__Passage provided__:
Jump to content

Are providing fixes in tickets gone for good?


Colonel_mortis

Recommended Posts

Previously, when I have submitted a ticket and it has been escalated to T2/3, they have added the fix to the next version, but they have also applied the fix to my site, which because I historically only submitted tickets for issues that were really impacting my site (rather than just some minor cosmetic issue). However, the last couple of important tickets (tickets that I would have submitted before buggate the destruction of the bug tracker) that I have submitted have simply been resolved with variations on "it will be fixed in 4.1.16" (or, in fact, we've made some tweaks that might fix it, which will be in 4.1.16). Those tickets are about issues that are affecting my site - one is about certain profiles, which are visited by quite a lot of members, loading very slowly (10-15 seconds of server time, far slower than the rest of my site, #963299), and another about the sitemap being completely broken, which is not only hurting SEO, but due to the nature of the breakage, it's also slowing my site down (#963786).

Both of those are issues that I would quite like resolved quickly, which is why I submitted a ticket about them. I am also not convinced that the issues (particularly the latter) will actually be fixed by the proposed changes (partly because there are very few details about what those proposed changes are, and partly because I can see no relevant changes in the 4.1.16 alpha code that is available), so I feel like it would be a good idea for you to test your changes on my site, so that you can see whether it actually does fix it.

Have you stopped distributing fixes for good, or have I just been unlucky?

__Exercise 1__:
Answer these questions about the forum post:
(a) How much server time do the slow-loading profiles take?
(b) What ticket number concerns the broken sitemap?
(c) In what code does the poster see no relevant changes?
__Exercise 2__: Retype the stretch of the forum post from "Both of those" through "just been unlucky?".

Region annotation entries:
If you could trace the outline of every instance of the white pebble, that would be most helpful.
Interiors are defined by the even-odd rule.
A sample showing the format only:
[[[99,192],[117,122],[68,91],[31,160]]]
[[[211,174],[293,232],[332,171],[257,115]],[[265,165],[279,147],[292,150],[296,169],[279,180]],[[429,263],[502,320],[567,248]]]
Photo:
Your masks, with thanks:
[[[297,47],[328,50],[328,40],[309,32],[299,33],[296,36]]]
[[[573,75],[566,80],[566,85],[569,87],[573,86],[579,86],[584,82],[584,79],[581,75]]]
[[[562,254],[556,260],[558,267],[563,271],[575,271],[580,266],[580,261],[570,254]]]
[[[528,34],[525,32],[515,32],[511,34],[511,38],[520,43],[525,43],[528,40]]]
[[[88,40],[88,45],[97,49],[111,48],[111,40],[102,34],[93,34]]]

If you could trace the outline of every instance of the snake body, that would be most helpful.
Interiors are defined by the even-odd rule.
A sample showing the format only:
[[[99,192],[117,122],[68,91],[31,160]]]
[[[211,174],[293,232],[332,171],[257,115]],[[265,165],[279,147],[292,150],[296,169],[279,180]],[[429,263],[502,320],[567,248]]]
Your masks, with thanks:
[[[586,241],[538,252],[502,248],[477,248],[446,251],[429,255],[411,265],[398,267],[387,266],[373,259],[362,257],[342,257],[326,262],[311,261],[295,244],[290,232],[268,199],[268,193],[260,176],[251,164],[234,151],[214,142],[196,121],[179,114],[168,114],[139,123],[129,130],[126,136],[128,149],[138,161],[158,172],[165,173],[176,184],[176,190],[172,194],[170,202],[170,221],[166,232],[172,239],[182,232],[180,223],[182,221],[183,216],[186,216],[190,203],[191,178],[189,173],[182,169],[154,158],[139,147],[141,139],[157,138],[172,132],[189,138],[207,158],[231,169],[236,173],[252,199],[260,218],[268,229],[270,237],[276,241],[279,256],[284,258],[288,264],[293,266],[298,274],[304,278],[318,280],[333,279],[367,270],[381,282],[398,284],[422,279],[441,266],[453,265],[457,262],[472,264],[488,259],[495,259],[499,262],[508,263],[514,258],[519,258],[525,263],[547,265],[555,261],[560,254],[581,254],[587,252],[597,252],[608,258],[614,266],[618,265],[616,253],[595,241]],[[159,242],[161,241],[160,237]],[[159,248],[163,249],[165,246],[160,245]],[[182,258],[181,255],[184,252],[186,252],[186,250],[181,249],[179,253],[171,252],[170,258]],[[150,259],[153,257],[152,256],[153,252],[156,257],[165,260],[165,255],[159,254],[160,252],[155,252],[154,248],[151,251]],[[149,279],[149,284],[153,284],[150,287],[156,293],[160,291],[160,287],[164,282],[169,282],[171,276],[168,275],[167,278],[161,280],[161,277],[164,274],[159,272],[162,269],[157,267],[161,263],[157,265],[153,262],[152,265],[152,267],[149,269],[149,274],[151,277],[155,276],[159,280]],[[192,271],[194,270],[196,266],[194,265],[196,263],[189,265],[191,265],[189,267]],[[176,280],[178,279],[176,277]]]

__Problem solution 1__:
(a) 10-15 seconds
(b) #963786
(c) The 4.1.16 alpha code that is available

__Problem solution 2__:
Both of those are issues that I would quite like resolved quickly, which is why I submitted a ticket about them. I am also not convinced that the issues (particularly the latter) will actually be fixed by the proposed changes (partly because there are very few details about what those proposed changes are, and partly because I can see no relevant changes in the 4.1.16 alpha code that is available), so I feel like it would be a good idea for you to test your changes on my site, so that you can see whether it actually does fix it.

Have you stopped distributing fixes for good, or have I just been unlucky?